Given exercise: In the piece about Lauder, how many Jewish communities around the world does he say he represents?

Text to read:

☆ ☆ ☆ ☆ ☆ ☆ ☆

I am visiting the billionaire philanthropist, former ambassador and president of the World Jewish Congress in his suite at the King David Hotel. Fresh from a tour of the Negev in his capacity as chairman of the board of Keren Kayemeth LeIsrael- Jewish National Fund, Lauder does not appear at all like a man who just made a trek through the desert. His suit’s lines are sharp, his shirt starched and his conservative tie at odds with Israel’s typically laid-back fashion sensibilities.
“I find that people pay more attention when you wear a suit,” he notes when asked about his reasons for wearing business attire to the desert.
Lauder, a dyed-in-the-wool New Yorker, gushes about the development of the Negev and the Arava, which he believes will be the “future of Israel.” However, despite his avidity for David Ben-Gurion’s dream of making the desert bloom, it is not about internal Israeli matters that he wished to speak, but rather, how Israel affects Jewish communities abroad and how they, in turn, affect Israel.
“I represent 100 Jewish communities around the world,” Lauder said, and “whatever happens to Israel has an enormous effect on all the Jewish communities.”
While the media loves to report on communal conflicts, he asserted that apart from obvious outliers on the far Right and Left, “you have the whole middle pretty much united behind Israel. They get what’s happening, and they get the danger, and they get what they need to do.”
One of the issues that the World Jewish Congress is currently examining is that of pro-Israel advocacy, known in Hebrew as hasbara.

☆ ☆ ☆ ☆ ☆ ☆ ☆

Provided material:
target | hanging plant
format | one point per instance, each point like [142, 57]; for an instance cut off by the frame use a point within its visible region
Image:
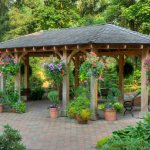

☆ ☆ ☆ ☆ ☆ ☆ ☆

Solution for this exercise: 100 Jewish communities.